# Required task:
Can you pull out every line below that contains the word "person" and copy each one in full?

# The input:
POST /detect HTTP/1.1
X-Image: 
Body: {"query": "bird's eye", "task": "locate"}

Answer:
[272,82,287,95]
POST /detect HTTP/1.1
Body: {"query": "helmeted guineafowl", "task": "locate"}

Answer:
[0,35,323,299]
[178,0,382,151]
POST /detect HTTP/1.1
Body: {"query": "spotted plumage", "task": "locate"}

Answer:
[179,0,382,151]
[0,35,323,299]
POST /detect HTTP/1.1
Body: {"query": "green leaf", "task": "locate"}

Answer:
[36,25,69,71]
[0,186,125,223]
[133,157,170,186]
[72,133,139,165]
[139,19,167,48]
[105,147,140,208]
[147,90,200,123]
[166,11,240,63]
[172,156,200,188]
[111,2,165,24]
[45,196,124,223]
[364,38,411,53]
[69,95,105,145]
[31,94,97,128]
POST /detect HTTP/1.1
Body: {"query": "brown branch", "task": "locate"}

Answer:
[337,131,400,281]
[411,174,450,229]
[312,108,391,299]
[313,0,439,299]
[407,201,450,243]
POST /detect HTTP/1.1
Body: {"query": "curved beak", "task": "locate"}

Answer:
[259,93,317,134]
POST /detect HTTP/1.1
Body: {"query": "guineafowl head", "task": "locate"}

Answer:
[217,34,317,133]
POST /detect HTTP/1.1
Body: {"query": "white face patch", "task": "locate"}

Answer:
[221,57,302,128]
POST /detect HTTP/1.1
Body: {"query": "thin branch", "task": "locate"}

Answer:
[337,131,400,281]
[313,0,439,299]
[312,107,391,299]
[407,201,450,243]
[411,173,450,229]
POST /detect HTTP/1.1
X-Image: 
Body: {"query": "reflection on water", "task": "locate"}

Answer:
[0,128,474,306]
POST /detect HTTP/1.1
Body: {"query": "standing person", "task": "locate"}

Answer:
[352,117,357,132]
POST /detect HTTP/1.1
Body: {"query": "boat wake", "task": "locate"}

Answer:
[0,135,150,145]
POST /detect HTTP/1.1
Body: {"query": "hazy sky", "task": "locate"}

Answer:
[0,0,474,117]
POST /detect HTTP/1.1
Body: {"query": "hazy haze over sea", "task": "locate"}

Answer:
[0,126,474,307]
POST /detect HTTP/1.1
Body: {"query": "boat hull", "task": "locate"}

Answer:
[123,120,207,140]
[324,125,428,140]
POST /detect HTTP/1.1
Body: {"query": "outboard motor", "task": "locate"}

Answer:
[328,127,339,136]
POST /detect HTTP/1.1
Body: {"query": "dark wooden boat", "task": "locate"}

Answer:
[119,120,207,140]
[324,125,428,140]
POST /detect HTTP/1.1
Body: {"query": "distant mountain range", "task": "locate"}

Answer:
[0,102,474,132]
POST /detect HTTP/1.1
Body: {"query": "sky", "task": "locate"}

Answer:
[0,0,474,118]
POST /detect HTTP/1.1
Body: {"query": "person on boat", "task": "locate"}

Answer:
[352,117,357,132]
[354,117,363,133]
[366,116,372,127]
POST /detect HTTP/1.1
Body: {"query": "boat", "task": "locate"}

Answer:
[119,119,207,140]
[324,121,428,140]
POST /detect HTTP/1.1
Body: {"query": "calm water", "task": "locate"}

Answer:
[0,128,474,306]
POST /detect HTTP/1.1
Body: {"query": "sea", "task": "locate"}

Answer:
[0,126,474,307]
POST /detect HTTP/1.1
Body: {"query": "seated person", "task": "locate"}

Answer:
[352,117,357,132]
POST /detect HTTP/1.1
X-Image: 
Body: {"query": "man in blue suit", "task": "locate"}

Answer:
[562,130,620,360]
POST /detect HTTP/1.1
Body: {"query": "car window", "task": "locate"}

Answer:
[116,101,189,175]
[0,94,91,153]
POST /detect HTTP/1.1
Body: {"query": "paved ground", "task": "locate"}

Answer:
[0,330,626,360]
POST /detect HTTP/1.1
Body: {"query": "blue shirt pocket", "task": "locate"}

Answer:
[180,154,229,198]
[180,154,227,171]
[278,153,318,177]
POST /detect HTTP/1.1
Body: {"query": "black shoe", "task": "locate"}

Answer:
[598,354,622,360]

# Task solution:
Body: {"query": "standing person", "task": "locate"}
Body: {"query": "person on boat", "task": "locate"}
Body: {"query": "seated person", "task": "locate"}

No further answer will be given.